Problem description
Switch "white cloud" to "cumulus cloud" in everything from the line containing "LOOKUP dragon head" down to the line containing "[116,27,600,206]", and give back only those lines with nothing else changed.

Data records
————————

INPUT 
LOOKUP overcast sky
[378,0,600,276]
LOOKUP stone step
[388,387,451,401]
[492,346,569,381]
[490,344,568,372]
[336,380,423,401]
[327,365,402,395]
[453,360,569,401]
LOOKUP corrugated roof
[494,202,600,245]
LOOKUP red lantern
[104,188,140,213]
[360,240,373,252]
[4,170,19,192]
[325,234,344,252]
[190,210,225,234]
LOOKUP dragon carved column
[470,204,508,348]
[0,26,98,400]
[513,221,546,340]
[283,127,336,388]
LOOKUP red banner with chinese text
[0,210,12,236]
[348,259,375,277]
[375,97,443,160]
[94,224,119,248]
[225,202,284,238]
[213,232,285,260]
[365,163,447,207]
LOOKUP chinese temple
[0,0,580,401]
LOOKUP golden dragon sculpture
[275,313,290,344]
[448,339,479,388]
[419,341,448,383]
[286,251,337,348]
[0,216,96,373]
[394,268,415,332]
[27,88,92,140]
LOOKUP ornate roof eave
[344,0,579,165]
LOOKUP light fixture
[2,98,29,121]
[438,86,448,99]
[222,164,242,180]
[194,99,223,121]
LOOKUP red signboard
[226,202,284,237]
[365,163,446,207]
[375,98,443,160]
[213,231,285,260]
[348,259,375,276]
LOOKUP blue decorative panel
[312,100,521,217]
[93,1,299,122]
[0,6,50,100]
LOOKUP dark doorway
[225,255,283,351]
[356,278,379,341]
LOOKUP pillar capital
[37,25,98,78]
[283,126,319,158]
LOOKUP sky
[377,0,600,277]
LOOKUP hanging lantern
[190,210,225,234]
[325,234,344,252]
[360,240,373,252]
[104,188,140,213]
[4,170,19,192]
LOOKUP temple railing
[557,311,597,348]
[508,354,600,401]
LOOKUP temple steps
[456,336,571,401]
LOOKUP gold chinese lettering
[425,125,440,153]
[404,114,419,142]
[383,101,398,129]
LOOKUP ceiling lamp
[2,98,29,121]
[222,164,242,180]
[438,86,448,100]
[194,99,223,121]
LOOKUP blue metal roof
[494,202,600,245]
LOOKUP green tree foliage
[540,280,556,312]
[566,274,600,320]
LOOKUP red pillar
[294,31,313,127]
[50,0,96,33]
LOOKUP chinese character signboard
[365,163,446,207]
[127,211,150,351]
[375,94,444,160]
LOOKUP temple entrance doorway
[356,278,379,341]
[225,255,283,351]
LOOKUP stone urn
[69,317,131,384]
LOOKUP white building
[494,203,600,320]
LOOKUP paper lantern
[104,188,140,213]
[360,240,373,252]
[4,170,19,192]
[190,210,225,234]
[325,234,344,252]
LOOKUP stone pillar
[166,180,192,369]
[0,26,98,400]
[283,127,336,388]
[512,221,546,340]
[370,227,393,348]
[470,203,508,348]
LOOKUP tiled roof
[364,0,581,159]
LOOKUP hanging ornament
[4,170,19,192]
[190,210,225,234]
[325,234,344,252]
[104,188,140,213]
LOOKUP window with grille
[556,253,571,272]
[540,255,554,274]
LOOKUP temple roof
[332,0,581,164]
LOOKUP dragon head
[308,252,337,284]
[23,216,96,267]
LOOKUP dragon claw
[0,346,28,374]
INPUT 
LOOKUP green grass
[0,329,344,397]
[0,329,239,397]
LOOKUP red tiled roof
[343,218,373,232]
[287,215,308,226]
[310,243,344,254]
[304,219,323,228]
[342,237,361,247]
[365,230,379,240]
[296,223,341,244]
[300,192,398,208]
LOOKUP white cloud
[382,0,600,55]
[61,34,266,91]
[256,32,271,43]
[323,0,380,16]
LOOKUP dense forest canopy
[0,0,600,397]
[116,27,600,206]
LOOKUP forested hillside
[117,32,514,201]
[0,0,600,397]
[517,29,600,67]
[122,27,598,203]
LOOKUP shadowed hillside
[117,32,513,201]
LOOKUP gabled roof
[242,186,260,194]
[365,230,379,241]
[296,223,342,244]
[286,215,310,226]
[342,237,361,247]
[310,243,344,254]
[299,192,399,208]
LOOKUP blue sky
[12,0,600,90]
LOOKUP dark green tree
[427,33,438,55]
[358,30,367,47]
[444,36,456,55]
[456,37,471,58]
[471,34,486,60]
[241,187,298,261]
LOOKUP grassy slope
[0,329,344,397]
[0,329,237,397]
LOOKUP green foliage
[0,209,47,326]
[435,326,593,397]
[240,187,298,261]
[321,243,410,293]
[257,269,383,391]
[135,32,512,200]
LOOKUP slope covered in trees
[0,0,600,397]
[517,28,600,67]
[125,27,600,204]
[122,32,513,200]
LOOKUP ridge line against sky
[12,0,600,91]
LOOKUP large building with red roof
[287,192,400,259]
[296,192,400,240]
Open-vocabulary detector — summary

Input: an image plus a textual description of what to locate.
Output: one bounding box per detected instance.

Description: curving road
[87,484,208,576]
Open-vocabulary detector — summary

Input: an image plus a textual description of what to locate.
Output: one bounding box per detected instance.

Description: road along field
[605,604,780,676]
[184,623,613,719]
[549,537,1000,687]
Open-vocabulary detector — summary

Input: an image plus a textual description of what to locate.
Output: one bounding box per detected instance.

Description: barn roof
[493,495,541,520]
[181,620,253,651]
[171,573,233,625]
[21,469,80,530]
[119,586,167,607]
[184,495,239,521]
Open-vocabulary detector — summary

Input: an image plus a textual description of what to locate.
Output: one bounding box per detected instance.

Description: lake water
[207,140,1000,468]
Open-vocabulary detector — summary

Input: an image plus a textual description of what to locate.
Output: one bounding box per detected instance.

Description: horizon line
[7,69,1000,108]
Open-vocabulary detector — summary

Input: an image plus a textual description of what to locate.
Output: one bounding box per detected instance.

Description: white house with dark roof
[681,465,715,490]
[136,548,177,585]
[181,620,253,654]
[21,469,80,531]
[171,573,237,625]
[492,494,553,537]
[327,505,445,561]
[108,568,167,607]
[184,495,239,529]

————————

Solution to this problem
LOOKUP dragon head
[308,252,337,284]
[23,216,96,267]
LOOKUP dragon claw
[0,346,28,374]
INPUT 
LOOKUP green grass
[0,329,344,397]
[0,329,239,397]
LOOKUP red tiled roof
[343,218,373,232]
[287,215,308,226]
[310,243,344,254]
[304,219,323,228]
[342,237,361,247]
[365,230,379,240]
[296,223,341,244]
[300,192,398,208]
LOOKUP cumulus cloud
[382,0,600,55]
[61,34,266,91]
[256,32,271,43]
[323,0,380,16]
LOOKUP dense forest canopy
[0,0,600,397]
[116,27,600,206]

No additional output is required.